___ ITEMS
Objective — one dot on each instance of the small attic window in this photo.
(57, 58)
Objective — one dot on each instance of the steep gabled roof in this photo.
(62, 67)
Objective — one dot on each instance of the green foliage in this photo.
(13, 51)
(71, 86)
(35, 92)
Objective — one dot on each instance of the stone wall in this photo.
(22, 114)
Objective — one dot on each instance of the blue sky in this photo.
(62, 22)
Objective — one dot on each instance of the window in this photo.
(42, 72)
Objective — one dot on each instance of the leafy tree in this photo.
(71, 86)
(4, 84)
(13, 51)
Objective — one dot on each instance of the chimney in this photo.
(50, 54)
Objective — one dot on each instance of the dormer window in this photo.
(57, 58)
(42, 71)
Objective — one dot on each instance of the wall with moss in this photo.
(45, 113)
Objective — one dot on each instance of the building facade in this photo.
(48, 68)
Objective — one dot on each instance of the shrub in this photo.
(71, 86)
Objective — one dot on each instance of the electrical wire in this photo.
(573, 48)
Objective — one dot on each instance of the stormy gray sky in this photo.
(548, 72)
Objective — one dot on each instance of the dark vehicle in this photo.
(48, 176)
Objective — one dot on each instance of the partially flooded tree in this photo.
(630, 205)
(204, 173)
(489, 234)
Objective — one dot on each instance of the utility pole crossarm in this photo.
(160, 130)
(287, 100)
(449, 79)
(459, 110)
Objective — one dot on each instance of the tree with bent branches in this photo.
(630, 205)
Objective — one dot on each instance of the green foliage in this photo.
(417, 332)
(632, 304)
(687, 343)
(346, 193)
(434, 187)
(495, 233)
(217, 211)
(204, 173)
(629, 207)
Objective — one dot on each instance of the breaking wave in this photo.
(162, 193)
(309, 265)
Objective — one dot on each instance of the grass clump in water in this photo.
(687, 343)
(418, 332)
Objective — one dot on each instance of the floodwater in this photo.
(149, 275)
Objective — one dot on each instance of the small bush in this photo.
______
GOAL OF THE EXERCISE: Give every line of the material again, exactly as it reads.

FINISHED EXERCISE:
Objective — one dot on each instance of the small attic window in this photo.
(57, 58)
Objective — one dot on each instance of the steep gabled roof in this photo.
(62, 67)
Objective — one dot on each instance of the green foliage in this photo.
(13, 51)
(71, 86)
(35, 92)
Objective — one dot on each instance of the stone wall in this photo.
(22, 114)
Objective — one dot on each instance of the blue sky in this photo.
(62, 22)
Objective — one dot on each instance of the window in this photo.
(42, 72)
Objective — one dot on each instance of the leafy tree in this photo.
(71, 86)
(4, 84)
(13, 51)
Objective — one dot on each instance of the chimney in this photo.
(50, 54)
Objective — one dot on each instance of the dormer window in this photo.
(57, 58)
(42, 71)
Objective — one dot on each instance of the wall with moss in this photo.
(45, 113)
Objective — one dot on each instance of the building facade in this photo.
(48, 68)
Objective — one dot on each instance of the shrub in this photo.
(71, 86)
Objective — one dot on each instance of the electrical wire in this photo.
(573, 48)
Objective — one dot on each instance of the stormy gray sky in this photo.
(548, 72)
Objective — one dot on each instance of the dark vehicle in this photo.
(48, 176)
Objective — one dot on each instance of the partially flooded tree in this photo.
(630, 205)
(204, 173)
(489, 234)
Objective — one dot on each instance of the utility pole crossarm in this photo.
(160, 130)
(287, 100)
(449, 79)
(459, 110)
Objective — one dot on each instance of the tree with bent branches in this photo.
(630, 205)
Objective — one dot on each instance of the green foliage in this photo.
(417, 332)
(632, 304)
(687, 343)
(346, 193)
(434, 187)
(495, 233)
(217, 211)
(204, 173)
(629, 207)
Objective — one dot on each instance of the breaking wave in this photo.
(162, 193)
(309, 265)
Objective — one dot on each instance of the grass clump in water in this photo.
(687, 343)
(418, 332)
Objective — one dot on each instance of the floodwater in this photo.
(149, 275)
Objective — one dot on each instance of the small bush in this photo.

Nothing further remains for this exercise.